> **Tasks**:
1 > In the Signal discussion below, what does the encryption scheme use as the symmetric key for AES-GCM?
2 > In the Signal discussion below, how does one commenter justify Signal not allowing third-party clients? Answer in one to three sentences.
3 > Could you extend the Signal discussion below, picking up after its final comment?

[…] it uses the X25519 public key… as a symmetric key, for AES-GCM.
[…] anyone that knows the public key can decrypt it.Ouch.
I’m OOTL, why do people want an alternative to Signal? It thought that was the good app
You need a phone number for Signal which means that your mobile provider will have your location, your IMSI, your mobile device model, serial number if you are using a T-Mobile or any other Telco" supplied device.
If not then via the IMSI / mobile number they can get your location and details from Google / Apple etc and that not even considering your IP-Address
Any time that there is a unique real world identifier the owner can be located. The only way around this would be to use something like Briar that use cryptographic uniqueness and that communicates via Onion like multihop anonymizers (TOR etc) from the outset.
It’s centralized, it doesn’t officially allow 3rd-party clients, it requires a phone number, and the desktop app kinda sucks. I use it anyway, but it could be better.
The “centralized” part is not a problem with their protocol and it’s well explained.
The 3rd-party clients thing … I agree with, but one can find justifications for that too. They probably don’t want people to use it for filesharing with uuencode and base64. Or even for VPNs, like they did with Tox when it seemed to have a future.
The phone number thing sucks, but there’s a need to defend against bot registrations somehow.
The desktop app sucks absolutely and conclusively. If there were a library one can use to make a Pidgin plugin, it would be a godly gift.
Not just sucks, but is limited. Like, you can’t even register there! To use Signal without a smartphone, you’d need workarounds that are unfriendly to an average person! All while a computer is far easier to make private than a phone.

> **Provided data**:
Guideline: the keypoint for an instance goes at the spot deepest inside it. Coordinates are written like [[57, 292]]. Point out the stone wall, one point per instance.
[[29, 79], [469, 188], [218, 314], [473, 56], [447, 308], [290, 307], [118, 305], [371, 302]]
...
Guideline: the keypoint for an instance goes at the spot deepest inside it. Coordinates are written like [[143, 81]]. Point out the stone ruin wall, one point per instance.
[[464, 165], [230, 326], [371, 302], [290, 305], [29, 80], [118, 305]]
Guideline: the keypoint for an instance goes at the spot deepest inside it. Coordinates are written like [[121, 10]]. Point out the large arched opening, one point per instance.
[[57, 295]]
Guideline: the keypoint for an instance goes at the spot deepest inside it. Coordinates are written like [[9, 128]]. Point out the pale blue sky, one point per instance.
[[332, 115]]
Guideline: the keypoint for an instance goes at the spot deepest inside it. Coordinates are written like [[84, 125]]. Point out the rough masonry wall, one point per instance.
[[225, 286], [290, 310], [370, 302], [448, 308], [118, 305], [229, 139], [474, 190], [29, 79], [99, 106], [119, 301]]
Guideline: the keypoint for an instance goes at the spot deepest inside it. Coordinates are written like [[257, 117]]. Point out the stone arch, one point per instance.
--
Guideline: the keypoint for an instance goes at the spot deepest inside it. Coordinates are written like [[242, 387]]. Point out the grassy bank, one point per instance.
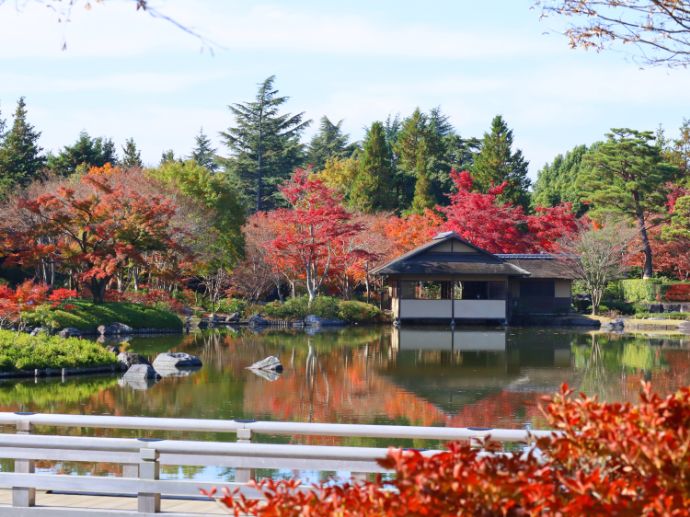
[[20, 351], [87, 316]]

> **Responses in order**:
1 > It uses the X25519 public key.

2 > The commenter suggests Signal probably doesn't want people using it for filesharing with uuencode and base64. Signal also may not want it used for VPNs, as happened with Tox.

3 >
What are everyone’s thoughts on Molly, advertised as a hardened fork of Signal?
I’ve been using it for several months mostly due to it’s UnifiedPush notifications support and been really happy with it.
I’ve used it because it actually allowed me to register, while the registration in the official app broke (my best guess is due to lack of Google services, because that’s the popup the app got stuck on). And if I knew about it earlier, I could’ve used it to register in an Android VM and then tie a desktop client - because unlike the original, it did not force you to use your camera, you could just use a link. Another important quality for me is the ability to use arbitrary Socks rather than Signal’s own - when every protocol has a chance to be blocked, flexibility is important, and having a standalone proxy may be more convenient than a whole-device VPN (that you’d have to keep on all the time to receive notifications).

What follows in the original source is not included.